**PROBLEM TO WORK ON**
Below are several records. Retype exactly those lines running from the one with "Target: spectator in yellow shirt" through the one with "Target: skate blade", end lines included, and no others.

Spatial localization data:

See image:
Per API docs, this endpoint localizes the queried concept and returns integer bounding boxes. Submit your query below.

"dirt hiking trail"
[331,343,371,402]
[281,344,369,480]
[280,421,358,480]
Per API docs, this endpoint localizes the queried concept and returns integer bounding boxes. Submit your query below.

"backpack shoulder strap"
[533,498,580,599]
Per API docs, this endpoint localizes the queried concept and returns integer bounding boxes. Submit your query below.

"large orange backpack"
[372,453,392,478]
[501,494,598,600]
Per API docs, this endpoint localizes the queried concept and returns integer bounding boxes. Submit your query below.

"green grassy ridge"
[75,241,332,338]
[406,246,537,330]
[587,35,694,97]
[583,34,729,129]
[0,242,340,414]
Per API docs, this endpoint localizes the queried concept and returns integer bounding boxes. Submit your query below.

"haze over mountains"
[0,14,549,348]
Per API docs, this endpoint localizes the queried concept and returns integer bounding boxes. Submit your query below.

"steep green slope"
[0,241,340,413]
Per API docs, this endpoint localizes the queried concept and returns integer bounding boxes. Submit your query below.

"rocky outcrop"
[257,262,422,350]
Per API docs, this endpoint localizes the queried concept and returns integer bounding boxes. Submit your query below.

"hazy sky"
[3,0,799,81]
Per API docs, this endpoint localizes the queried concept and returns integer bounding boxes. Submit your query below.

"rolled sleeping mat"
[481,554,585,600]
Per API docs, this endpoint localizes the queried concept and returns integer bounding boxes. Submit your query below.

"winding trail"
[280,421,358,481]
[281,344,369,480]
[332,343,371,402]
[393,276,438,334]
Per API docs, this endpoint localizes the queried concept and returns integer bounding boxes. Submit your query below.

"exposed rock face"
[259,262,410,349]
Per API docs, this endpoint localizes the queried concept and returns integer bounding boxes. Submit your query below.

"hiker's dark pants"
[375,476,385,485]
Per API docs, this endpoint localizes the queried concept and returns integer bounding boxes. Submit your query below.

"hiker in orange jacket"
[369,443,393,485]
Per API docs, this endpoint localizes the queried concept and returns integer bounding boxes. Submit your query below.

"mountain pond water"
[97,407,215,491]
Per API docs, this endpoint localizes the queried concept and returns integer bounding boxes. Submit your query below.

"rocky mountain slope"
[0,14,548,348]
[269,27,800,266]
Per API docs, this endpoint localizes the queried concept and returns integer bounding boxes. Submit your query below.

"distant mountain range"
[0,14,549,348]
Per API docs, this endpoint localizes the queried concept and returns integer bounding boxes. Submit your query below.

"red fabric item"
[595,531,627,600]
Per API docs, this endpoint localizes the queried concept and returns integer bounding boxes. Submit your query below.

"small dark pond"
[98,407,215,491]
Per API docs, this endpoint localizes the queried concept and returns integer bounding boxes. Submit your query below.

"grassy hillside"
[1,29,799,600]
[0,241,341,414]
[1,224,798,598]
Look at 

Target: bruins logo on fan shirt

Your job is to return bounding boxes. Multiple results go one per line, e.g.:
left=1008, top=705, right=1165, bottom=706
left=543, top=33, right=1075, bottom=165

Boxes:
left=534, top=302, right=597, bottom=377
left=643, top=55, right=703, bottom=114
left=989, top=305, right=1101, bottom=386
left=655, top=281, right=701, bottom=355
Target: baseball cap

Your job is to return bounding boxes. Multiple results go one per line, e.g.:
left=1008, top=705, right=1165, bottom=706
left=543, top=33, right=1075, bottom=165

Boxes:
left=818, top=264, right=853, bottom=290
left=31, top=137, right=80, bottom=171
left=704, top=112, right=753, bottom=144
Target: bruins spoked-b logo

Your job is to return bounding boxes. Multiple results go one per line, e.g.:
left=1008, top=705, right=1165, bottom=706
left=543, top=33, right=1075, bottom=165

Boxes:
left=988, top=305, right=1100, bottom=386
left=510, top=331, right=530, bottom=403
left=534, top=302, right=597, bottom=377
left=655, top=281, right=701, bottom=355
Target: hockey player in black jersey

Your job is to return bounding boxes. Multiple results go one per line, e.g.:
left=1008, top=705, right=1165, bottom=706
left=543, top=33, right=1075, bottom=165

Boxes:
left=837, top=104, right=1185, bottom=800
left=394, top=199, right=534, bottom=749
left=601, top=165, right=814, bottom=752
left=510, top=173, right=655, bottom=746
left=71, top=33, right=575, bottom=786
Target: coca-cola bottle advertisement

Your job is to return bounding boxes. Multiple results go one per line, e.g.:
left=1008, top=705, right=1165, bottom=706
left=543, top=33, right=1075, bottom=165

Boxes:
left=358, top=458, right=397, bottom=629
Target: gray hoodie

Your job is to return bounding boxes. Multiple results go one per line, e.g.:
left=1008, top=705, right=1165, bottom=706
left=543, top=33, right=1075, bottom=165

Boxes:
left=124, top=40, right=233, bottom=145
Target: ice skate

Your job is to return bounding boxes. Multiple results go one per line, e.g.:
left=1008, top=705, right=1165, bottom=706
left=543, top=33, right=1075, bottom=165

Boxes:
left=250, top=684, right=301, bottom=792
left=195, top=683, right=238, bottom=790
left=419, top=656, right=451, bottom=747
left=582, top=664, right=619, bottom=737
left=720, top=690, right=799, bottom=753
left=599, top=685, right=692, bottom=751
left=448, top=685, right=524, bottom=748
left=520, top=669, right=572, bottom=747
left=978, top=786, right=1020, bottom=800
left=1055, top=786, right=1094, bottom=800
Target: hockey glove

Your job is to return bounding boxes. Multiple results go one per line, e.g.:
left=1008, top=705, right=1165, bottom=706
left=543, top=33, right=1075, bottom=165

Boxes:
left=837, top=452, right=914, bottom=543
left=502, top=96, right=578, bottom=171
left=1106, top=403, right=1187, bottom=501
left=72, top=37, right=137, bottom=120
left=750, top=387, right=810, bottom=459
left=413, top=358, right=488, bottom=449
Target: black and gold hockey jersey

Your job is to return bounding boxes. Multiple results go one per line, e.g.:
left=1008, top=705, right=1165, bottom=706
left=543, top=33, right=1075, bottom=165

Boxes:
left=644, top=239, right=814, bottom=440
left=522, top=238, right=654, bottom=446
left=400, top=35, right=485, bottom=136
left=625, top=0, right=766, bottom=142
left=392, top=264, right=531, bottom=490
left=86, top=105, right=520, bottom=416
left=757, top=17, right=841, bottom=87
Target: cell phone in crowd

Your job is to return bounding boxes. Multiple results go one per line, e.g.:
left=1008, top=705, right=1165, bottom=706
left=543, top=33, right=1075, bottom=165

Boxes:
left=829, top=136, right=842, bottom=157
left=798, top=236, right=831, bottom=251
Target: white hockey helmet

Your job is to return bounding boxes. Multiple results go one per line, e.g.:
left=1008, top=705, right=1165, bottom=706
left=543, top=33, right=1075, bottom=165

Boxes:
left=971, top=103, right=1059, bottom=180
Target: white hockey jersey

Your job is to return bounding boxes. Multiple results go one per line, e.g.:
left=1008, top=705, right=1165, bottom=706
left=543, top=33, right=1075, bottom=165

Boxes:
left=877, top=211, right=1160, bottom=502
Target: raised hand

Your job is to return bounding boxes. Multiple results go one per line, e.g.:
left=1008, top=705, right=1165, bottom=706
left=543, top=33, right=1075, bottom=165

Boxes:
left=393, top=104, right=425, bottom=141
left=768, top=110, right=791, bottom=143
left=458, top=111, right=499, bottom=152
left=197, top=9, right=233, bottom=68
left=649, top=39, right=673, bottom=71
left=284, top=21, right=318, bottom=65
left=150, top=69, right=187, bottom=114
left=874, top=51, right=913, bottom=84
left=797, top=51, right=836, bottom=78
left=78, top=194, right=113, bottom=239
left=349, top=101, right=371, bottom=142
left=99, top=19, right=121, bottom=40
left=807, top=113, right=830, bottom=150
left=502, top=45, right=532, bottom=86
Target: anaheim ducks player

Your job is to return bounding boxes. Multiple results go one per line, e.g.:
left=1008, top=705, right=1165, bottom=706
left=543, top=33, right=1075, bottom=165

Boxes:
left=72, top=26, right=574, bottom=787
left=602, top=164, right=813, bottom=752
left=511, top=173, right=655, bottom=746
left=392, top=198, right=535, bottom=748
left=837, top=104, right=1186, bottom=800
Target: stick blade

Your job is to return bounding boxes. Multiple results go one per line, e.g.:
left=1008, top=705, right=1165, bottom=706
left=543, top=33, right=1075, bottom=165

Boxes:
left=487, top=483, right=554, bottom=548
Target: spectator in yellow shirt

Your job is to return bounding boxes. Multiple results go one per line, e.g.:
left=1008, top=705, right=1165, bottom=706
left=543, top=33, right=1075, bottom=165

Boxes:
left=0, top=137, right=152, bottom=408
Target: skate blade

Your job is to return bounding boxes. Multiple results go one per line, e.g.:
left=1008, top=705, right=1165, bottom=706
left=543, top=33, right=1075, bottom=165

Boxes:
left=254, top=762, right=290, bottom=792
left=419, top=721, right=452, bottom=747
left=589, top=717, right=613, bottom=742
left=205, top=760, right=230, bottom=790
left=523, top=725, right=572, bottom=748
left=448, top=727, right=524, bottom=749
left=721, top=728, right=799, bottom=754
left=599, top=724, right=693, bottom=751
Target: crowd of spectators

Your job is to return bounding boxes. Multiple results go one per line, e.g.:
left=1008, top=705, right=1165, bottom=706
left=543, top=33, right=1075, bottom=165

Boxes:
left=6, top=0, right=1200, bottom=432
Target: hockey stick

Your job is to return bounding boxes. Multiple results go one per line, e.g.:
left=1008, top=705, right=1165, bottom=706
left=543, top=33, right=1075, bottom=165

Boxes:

**RESPONSE TO THE TASK**
Target: spectator in yellow shirt

Your job is to return bounding boxes. Multiple results go one per line, e.g.:
left=1008, top=705, right=1165, bottom=706
left=543, top=33, right=1075, bottom=165

Boxes:
left=0, top=137, right=152, bottom=408
Target: skate blade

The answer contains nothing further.